[EXTRAIT RETENU]
-- -- --

Juice : destination Jupiter et ses lunes glacées

La mission européenne Juice s’est envolée le 14 avril à bord d’une Ariane 5 pour un long voyage de 8 ans. JUICE, pour JUpiter ICy moons Explorer, va aller explorer 3 des plus grandes lunes de Jupiter et la géante gazeuse.

Décollage Ariane 5 VA260 le 14/04/2023 avec la sonde JUICE de l’ESA à bord (crédits : ESA / Stéphane Corvaja)
Juice avant la mise sous coiffe, installée sur le lanceur Ariane 5 (crédit ESA/Arianespace/CNES)

Juice est la première mission développée par l’Europe vers Jupiter. Elle va explorer le système jovien avec un focus sur les 3 lunes glacées Ganymède, Europe et Callisto. Les instruments de la mission vont aider les scientifiques à comprendre s’il y a des conditions favorables à l’habitabilité dans cette région du Système Solaire. Mais l’arrivée à Jupiter ne se fera pas avant 2031 après de nombreuses assistances gravitationnelles. La construction de la sonde a dû faire face à de nombreux défis. Découvrez dans la suite de l’article la mission passionnante Juice plus en détail !

-- -- --

[ÉNONCÉ RÉDIGÉ A] Dans les entrées, de la première ligne jusqu'à celle qui contient « 174,212,203,316 » incluse, renomme « sneaker » en « running shoe ». Restitue ces lignes sans aucune autre modification.

-- -- --

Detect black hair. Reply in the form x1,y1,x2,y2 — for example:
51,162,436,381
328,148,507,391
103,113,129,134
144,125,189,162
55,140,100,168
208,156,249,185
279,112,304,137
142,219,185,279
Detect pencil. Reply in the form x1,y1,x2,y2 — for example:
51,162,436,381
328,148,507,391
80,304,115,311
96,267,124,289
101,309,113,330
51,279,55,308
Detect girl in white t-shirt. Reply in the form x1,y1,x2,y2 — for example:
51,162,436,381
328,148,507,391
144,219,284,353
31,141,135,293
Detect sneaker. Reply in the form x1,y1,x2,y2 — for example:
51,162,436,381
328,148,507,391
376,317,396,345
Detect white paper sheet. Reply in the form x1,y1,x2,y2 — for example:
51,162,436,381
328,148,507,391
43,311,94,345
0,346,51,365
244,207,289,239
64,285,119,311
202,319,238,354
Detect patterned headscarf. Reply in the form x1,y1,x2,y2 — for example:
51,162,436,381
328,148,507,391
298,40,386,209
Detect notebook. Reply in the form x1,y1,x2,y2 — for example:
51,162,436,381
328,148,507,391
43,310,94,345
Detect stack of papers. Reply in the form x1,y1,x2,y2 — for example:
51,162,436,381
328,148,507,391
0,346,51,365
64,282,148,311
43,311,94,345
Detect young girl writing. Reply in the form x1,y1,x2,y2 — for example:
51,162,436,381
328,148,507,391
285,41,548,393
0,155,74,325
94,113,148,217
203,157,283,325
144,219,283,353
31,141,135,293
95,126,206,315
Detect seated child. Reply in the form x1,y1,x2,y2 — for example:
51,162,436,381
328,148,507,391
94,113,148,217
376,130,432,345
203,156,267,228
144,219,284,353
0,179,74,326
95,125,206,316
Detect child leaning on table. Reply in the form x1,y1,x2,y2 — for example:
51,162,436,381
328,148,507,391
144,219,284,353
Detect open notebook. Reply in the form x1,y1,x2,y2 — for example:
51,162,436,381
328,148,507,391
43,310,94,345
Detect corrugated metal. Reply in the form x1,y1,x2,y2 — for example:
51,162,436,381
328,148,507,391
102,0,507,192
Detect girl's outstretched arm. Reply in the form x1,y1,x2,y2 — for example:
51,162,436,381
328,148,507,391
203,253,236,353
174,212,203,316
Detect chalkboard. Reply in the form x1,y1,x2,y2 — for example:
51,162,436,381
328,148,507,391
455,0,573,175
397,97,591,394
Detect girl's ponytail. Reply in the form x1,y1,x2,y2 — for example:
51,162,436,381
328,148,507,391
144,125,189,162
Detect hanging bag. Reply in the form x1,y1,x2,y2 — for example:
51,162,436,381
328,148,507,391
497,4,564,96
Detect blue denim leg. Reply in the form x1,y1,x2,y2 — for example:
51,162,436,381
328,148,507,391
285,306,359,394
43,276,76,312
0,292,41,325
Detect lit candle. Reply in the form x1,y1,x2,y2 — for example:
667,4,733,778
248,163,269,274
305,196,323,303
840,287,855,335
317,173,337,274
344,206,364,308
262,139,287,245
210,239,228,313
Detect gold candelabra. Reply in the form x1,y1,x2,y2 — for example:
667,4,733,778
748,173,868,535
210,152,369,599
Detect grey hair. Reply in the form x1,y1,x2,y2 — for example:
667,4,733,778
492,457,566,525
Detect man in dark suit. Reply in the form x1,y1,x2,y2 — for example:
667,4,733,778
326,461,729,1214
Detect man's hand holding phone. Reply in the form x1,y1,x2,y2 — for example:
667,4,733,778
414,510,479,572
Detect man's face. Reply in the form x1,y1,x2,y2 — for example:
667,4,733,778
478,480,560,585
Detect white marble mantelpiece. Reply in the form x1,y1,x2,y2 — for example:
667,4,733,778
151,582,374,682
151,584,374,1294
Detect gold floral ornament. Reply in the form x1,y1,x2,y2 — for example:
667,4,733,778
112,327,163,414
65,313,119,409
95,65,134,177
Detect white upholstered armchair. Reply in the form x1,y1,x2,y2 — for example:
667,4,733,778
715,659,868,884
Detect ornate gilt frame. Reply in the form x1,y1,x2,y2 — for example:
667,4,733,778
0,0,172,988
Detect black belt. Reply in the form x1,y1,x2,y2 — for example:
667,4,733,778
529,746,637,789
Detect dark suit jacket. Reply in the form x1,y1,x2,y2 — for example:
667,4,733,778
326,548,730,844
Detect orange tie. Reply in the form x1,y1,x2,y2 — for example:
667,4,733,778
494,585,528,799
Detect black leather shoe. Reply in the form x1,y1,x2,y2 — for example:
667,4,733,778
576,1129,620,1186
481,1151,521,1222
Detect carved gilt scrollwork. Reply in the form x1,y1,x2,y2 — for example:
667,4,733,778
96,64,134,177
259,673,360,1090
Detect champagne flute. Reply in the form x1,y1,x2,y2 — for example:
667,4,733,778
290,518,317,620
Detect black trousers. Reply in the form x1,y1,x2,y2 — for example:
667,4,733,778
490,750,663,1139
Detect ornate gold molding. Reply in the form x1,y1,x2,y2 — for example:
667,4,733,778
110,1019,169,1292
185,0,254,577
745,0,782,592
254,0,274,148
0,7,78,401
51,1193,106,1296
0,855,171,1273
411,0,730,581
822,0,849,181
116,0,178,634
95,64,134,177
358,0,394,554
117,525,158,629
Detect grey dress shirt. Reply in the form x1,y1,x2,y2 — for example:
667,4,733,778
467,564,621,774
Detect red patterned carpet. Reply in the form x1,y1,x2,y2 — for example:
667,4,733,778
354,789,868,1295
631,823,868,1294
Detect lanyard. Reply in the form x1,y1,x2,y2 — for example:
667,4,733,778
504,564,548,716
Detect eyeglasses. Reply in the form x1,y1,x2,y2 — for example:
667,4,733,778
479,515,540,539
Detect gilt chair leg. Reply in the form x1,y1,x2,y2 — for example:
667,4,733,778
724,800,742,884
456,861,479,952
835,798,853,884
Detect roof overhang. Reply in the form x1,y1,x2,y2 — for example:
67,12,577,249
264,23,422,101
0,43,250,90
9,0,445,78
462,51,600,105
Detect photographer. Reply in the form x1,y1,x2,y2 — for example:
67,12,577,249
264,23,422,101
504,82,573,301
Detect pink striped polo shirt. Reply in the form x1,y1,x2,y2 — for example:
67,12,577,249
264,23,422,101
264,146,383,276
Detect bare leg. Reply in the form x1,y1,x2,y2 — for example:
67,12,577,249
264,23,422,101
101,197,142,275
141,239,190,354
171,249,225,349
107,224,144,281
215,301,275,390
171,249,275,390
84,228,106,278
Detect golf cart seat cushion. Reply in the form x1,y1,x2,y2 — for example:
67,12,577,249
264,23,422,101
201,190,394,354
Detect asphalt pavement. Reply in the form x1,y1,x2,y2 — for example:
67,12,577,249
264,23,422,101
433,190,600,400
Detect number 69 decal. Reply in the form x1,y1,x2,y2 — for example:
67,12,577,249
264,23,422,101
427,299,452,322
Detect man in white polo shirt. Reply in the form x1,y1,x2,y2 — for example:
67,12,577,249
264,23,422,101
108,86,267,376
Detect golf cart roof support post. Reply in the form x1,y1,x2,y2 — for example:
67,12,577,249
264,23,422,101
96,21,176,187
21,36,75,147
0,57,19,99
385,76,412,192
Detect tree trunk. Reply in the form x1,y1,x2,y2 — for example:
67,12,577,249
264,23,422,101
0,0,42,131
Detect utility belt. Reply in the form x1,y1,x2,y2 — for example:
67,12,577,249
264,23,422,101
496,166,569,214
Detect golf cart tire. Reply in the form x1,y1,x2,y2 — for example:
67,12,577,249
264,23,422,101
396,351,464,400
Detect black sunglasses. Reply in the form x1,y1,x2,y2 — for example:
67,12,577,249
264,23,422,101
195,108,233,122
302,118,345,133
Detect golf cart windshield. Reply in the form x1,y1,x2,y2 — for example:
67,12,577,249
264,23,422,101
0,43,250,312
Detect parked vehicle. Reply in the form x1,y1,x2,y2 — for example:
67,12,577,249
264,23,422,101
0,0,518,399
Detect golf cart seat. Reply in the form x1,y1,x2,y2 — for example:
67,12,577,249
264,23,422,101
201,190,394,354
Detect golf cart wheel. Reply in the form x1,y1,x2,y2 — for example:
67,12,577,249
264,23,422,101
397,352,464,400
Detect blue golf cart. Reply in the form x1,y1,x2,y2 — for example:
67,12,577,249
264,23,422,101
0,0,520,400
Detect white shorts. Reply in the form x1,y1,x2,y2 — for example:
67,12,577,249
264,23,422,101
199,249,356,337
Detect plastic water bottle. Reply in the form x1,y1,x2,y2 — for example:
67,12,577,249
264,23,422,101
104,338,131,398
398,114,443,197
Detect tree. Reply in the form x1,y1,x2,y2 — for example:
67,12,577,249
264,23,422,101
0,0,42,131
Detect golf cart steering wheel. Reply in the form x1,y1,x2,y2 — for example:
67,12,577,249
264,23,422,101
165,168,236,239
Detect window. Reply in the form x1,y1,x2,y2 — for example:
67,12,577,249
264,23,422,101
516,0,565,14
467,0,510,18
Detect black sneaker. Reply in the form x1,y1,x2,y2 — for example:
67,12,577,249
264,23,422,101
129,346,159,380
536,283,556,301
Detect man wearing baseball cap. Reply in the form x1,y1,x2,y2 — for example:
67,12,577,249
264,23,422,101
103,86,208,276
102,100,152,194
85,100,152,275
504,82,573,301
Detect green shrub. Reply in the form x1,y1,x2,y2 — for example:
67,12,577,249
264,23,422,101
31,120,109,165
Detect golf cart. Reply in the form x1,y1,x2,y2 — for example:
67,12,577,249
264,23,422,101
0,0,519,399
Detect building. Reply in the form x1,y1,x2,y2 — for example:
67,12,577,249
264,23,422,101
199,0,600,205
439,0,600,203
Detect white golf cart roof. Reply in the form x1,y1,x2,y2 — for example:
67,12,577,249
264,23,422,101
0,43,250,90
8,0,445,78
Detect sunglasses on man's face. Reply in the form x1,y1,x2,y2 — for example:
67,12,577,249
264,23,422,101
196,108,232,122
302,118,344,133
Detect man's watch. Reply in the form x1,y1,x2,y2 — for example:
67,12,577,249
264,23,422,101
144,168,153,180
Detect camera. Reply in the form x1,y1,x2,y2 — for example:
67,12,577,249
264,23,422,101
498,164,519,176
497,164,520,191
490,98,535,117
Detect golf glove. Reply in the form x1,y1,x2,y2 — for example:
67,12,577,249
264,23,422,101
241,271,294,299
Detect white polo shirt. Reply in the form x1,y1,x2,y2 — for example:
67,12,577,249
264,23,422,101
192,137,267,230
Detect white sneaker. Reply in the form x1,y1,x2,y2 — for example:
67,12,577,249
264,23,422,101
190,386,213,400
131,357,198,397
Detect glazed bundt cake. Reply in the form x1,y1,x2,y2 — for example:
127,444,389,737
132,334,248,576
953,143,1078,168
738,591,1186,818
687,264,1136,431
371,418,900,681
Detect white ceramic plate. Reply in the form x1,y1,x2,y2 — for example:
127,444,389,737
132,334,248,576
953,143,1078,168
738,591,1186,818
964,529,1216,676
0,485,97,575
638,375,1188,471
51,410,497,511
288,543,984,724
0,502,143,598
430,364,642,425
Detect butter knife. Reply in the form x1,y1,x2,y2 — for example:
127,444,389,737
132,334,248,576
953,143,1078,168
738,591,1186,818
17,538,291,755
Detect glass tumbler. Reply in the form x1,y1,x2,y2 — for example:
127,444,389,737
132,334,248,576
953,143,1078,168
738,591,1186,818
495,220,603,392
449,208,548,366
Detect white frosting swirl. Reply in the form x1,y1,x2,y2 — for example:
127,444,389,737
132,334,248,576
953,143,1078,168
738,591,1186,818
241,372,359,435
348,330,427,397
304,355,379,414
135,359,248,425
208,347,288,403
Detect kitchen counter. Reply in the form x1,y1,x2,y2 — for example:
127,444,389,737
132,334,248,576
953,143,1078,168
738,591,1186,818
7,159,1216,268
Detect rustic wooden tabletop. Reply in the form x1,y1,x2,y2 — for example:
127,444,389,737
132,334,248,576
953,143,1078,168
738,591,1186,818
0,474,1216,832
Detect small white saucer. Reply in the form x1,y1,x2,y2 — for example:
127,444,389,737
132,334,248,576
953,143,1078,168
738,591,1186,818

-- -- --

[ÉNONCÉ RÉDIGÉ B] Cite intégralement l'extrait sur la mission Juice.

[CORRIGÉ DÉTAILLÉ A]
Detect black hair. Reply in the form x1,y1,x2,y2 — for example:
51,162,436,381
328,148,507,391
103,113,129,134
144,125,189,162
55,140,100,168
208,156,249,185
279,112,304,137
142,219,185,279
Detect pencil. Reply in the form x1,y1,x2,y2 — for example:
51,162,436,381
328,148,507,391
80,304,115,311
96,267,124,289
101,309,113,330
51,279,55,308
Detect girl in white t-shirt. Reply in the form x1,y1,x2,y2 — for example:
51,162,436,381
328,148,507,391
144,219,284,353
31,141,135,293
Detect running shoe. Reply in the form x1,y1,x2,y2 — for example:
51,162,436,381
328,148,507,391
376,317,396,345
Detect white paper sheet. Reply in the form x1,y1,x2,y2 — for example:
51,162,436,381
328,148,507,391
43,311,94,345
0,346,51,365
244,207,289,239
64,285,119,311
202,319,238,354
Detect patterned headscarf. Reply in the form x1,y1,x2,y2 — for example:
51,162,436,381
328,148,507,391
298,40,386,209
Detect notebook. Reply in the form x1,y1,x2,y2 — for example:
51,162,436,381
328,148,507,391
43,310,94,345
Detect stack of papers. Reply in the form x1,y1,x2,y2 — for example:
51,162,436,381
328,148,507,391
0,346,51,365
64,282,148,311
43,311,94,345
Detect young girl writing. Reply in the form x1,y1,x2,y2 — for example:
51,162,436,381
328,148,507,391
285,41,548,393
0,155,74,325
94,113,148,217
203,157,283,325
144,219,283,353
31,141,135,293
95,126,206,315
Detect seated child. Reply in the form x1,y1,x2,y2 — for example:
51,162,436,381
328,148,507,391
94,113,148,217
376,130,432,345
203,156,267,228
144,219,284,353
0,179,74,326
95,125,206,316
Detect child leaning on table. Reply in the form x1,y1,x2,y2 — for example:
51,162,436,381
328,148,507,391
144,219,284,353
Detect open notebook. Reply in the form x1,y1,x2,y2 — for example:
51,162,436,381
328,148,507,391
43,310,94,345
Detect corrugated metal. Reply in the form x1,y1,x2,y2 — for example:
51,162,436,381
328,148,507,391
102,0,507,192
Detect girl's outstretched arm. Reply in the form x1,y1,x2,y2 — for example:
51,162,436,381
328,148,507,391
203,253,236,353
174,212,203,316

[CORRIGÉ DÉTAILLÉ B]
Juice : destination Jupiter et ses lunes glacées

La mission européenne Juice s’est envolée le 14 avril à bord d’une Ariane 5 pour un long voyage de 8 ans. JUICE, pour JUpiter ICy moons Explorer, va aller explorer 3 des plus grandes lunes de Jupiter et la géante gazeuse.

Décollage Ariane 5 VA260 le 14/04/2023 avec la sonde JUICE de l’ESA à bord (crédits : ESA / Stéphane Corvaja)
Juice avant la mise sous coiffe, installée sur le lanceur Ariane 5 (crédit ESA/Arianespace/CNES)

Juice est la première mission développée par l’Europe vers Jupiter. Elle va explorer le système jovien avec un focus sur les 3 lunes glacées Ganymède, Europe et Callisto. Les instruments de la mission vont aider les scientifiques à comprendre s’il y a des conditions favorables à l’habitabilité dans cette région du Système Solaire. Mais l’arrivée à Jupiter ne se fera pas avant 2031 après de nombreuses assistances gravitationnelles. La construction de la sonde a dû faire face à de nombreux défis. Découvrez dans la suite de l’article la mission passionnante Juice plus en détail !